• _Problem_:
Pull each line containing "shirt" out of the listing below.

• _Records for the task_:
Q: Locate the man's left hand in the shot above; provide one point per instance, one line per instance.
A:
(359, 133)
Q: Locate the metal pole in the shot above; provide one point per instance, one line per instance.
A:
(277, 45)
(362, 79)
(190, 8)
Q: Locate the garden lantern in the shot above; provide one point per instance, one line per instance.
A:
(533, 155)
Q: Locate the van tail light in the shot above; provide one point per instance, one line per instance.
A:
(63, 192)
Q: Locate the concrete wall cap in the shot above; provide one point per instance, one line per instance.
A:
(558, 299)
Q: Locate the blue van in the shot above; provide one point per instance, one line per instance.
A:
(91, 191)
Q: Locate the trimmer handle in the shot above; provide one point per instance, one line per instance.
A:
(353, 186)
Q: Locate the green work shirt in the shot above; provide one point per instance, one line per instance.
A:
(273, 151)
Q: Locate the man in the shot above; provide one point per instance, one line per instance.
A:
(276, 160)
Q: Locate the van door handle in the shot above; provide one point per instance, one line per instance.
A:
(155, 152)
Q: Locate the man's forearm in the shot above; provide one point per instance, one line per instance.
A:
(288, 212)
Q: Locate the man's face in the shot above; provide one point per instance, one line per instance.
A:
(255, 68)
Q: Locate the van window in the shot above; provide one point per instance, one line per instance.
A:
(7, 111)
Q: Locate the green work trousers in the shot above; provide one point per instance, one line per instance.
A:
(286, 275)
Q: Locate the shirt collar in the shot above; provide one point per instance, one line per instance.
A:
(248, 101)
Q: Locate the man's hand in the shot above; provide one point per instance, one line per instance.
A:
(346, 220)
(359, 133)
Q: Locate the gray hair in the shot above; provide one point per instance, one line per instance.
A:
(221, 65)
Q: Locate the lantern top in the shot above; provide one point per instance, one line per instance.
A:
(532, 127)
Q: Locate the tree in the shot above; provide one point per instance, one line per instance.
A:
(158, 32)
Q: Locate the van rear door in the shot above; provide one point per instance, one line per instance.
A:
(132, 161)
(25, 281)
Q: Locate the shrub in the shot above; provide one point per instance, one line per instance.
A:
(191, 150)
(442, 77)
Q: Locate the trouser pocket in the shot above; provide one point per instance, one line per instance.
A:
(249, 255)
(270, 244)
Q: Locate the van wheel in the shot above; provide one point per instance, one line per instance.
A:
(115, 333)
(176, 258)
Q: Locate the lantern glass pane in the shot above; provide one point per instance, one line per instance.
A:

• _Output_:
Q: Locate the green work shirt in the shot above; provide one point per instance, one line per instance.
Q: Locate the shirt collar in the shot above; provide one point per instance, one line per instance.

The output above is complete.